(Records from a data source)

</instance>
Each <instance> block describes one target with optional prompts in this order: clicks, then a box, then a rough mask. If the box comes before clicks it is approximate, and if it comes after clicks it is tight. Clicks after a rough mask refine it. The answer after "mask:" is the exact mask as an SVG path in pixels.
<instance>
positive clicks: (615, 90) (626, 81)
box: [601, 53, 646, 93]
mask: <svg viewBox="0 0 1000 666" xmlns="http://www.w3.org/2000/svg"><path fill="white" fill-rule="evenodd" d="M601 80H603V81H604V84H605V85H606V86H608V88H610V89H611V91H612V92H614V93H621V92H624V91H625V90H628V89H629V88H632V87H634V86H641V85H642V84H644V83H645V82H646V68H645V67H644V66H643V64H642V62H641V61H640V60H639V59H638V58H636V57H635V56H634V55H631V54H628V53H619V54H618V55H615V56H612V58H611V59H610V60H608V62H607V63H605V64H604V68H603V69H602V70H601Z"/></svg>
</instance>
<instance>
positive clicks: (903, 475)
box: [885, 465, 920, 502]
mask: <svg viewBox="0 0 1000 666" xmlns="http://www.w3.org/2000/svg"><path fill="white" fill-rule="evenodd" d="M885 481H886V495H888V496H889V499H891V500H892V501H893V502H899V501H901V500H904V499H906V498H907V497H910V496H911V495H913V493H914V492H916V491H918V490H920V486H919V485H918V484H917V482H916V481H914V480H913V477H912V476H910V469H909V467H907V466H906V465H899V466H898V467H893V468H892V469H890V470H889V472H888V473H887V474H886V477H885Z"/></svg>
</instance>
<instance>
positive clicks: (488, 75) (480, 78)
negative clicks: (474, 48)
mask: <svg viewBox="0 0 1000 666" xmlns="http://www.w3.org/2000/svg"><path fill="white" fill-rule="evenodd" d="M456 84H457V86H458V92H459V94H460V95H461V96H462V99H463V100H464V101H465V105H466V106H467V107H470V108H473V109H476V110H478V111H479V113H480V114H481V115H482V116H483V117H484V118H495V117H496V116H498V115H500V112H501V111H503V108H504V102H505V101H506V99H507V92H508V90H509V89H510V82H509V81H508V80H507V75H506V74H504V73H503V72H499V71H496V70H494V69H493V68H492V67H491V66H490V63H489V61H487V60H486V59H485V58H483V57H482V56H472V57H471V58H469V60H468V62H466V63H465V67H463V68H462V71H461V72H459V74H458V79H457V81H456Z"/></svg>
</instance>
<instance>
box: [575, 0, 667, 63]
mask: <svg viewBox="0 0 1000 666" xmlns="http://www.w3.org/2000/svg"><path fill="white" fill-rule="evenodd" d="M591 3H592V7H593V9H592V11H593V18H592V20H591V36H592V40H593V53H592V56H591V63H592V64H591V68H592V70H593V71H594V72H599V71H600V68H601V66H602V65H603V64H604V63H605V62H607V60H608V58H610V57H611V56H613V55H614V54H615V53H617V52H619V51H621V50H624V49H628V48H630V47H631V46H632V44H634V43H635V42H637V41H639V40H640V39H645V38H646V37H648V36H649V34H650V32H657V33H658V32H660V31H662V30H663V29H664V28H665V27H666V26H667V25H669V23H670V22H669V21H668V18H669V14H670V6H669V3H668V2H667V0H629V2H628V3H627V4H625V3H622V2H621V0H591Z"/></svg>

» **TASK INSTRUCTIONS**: Each line from the top of the data, up to and including the line that contains "positive clicks: (903, 475)", should be set down exactly.

» **RESULT BELOW**:
</instance>
Each <instance> block describes one target with optional prompts in this order: clicks, then a box, then a rough mask. If the box comes before clicks it is approximate, and if it comes after clicks it is tight. Clicks after a rough mask refine it. The answer after "mask:" is the exact mask as an SVG path in pixels.
<instance>
positive clicks: (615, 90) (626, 81)
box: [601, 53, 646, 93]
mask: <svg viewBox="0 0 1000 666" xmlns="http://www.w3.org/2000/svg"><path fill="white" fill-rule="evenodd" d="M601 80H603V81H604V84H605V85H606V86H608V88H610V89H611V91H612V92H614V93H621V92H624V91H625V90H628V89H629V88H632V87H634V86H641V85H642V84H644V83H645V82H646V68H645V67H644V66H643V64H642V62H641V61H640V60H639V59H638V58H636V57H635V56H634V55H631V54H628V53H619V54H618V55H615V56H612V58H611V59H610V60H608V62H607V63H605V64H604V68H603V69H602V70H601Z"/></svg>
</instance>
<instance>
positive clicks: (903, 475)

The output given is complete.